» Goal of the exercise
All of the entries need to be set down exactly as they read.

» Items listed in a dataset
....
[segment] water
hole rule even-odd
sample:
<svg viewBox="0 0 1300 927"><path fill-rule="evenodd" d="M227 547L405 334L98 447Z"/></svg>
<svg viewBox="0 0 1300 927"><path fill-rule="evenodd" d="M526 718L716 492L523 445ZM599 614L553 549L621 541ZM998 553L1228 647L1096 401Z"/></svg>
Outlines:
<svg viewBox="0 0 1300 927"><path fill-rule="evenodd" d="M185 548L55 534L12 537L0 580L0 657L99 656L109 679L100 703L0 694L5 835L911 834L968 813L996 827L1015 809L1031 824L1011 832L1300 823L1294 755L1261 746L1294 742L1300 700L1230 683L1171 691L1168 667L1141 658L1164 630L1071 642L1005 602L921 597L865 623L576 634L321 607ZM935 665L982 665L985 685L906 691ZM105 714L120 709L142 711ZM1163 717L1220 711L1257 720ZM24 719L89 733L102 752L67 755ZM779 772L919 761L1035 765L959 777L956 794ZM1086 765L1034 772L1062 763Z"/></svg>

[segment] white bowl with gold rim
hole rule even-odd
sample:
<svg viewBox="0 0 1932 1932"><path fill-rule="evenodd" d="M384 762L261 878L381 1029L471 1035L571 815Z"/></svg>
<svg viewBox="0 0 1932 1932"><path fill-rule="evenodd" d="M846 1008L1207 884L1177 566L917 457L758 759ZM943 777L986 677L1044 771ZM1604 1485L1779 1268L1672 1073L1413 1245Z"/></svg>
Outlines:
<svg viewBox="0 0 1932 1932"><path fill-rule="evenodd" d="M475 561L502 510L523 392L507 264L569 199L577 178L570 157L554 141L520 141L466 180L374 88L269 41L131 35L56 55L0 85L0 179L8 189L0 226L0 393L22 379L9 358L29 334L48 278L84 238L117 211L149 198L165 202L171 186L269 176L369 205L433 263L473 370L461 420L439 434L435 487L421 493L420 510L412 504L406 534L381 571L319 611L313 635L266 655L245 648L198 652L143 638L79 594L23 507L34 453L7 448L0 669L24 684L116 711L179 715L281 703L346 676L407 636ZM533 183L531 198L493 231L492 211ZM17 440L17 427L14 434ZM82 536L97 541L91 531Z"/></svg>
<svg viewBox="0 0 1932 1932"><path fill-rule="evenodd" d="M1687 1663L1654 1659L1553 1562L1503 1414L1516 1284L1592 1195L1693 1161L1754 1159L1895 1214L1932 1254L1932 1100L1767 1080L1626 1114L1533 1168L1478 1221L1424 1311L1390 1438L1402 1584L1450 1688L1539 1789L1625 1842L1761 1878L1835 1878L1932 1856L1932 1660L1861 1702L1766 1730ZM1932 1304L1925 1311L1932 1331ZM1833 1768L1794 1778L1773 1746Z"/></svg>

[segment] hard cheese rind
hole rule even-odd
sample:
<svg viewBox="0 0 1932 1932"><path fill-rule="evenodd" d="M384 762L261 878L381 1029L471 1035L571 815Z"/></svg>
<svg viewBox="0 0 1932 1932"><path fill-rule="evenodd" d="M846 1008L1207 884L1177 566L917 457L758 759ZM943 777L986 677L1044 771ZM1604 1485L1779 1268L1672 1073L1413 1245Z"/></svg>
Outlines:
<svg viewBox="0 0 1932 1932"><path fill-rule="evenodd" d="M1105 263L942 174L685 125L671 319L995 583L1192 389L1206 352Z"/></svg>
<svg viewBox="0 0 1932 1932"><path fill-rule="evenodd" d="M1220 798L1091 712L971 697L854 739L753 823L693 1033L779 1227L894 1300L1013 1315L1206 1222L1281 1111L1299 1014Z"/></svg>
....
» Answer to this problem
[segment] water
hole rule even-odd
sample:
<svg viewBox="0 0 1300 927"><path fill-rule="evenodd" d="M227 547L405 334L98 447Z"/></svg>
<svg viewBox="0 0 1300 927"><path fill-rule="evenodd" d="M526 718L716 492L523 445ZM599 614L553 549L621 541ZM998 553L1228 647L1096 401Z"/></svg>
Outlines:
<svg viewBox="0 0 1300 927"><path fill-rule="evenodd" d="M185 548L55 534L12 537L0 580L0 657L99 656L109 679L100 703L0 694L5 835L911 834L968 813L996 827L1015 809L1031 824L1011 832L1300 823L1294 755L1261 746L1294 742L1300 700L1230 683L1171 691L1168 667L1141 658L1164 630L1071 642L1005 602L921 597L865 623L576 634L321 607ZM935 665L982 665L985 685L906 691ZM105 714L120 709L142 711ZM1163 717L1220 711L1257 720ZM24 719L89 733L102 752L67 755ZM779 772L919 761L1035 765L959 777L956 794ZM1086 765L1034 772L1062 763Z"/></svg>

[segment] white bowl with gold rim
hole rule even-odd
sample:
<svg viewBox="0 0 1932 1932"><path fill-rule="evenodd" d="M384 762L261 878L381 1029L471 1035L571 815Z"/></svg>
<svg viewBox="0 0 1932 1932"><path fill-rule="evenodd" d="M846 1008L1207 884L1177 566L917 457L758 759ZM943 777L986 677L1044 771ZM1604 1485L1779 1268L1672 1073L1413 1245Z"/></svg>
Outlines:
<svg viewBox="0 0 1932 1932"><path fill-rule="evenodd" d="M475 561L502 510L523 392L507 264L569 199L577 178L570 157L554 141L520 141L466 180L374 88L269 41L131 35L56 55L0 85L0 179L8 189L0 226L0 393L22 379L9 358L29 334L48 278L84 238L117 211L149 198L165 202L171 186L269 176L369 205L433 263L473 370L461 420L439 434L435 487L421 493L420 510L412 504L406 534L381 571L319 611L313 635L266 655L245 648L198 652L143 638L79 594L23 507L34 453L7 448L0 669L24 684L116 711L179 715L281 703L346 676L407 636ZM533 183L531 198L493 231L492 211ZM17 440L17 427L14 434ZM82 536L97 541L91 531Z"/></svg>
<svg viewBox="0 0 1932 1932"><path fill-rule="evenodd" d="M1687 1663L1654 1659L1553 1562L1503 1414L1516 1284L1592 1195L1693 1161L1754 1159L1895 1214L1932 1254L1932 1100L1767 1080L1626 1114L1533 1168L1478 1221L1424 1311L1390 1438L1402 1584L1450 1688L1539 1789L1625 1842L1761 1878L1835 1878L1932 1856L1932 1660L1861 1702L1766 1730ZM1932 1304L1925 1311L1932 1331ZM1833 1768L1794 1778L1773 1746Z"/></svg>

[segment] hard cheese rind
hole rule even-odd
sample:
<svg viewBox="0 0 1932 1932"><path fill-rule="evenodd" d="M384 762L261 878L381 1029L471 1035L571 815Z"/></svg>
<svg viewBox="0 0 1932 1932"><path fill-rule="evenodd" d="M846 1008L1207 884L1177 566L917 457L758 759ZM943 777L986 677L1044 771ZM1604 1485L1779 1268L1672 1073L1413 1245Z"/></svg>
Outlines:
<svg viewBox="0 0 1932 1932"><path fill-rule="evenodd" d="M1105 263L942 174L685 125L671 319L995 583L1192 389L1206 352Z"/></svg>
<svg viewBox="0 0 1932 1932"><path fill-rule="evenodd" d="M1220 798L1091 712L971 697L854 739L753 823L693 1033L779 1227L894 1300L1013 1315L1206 1222L1281 1111L1299 1014Z"/></svg>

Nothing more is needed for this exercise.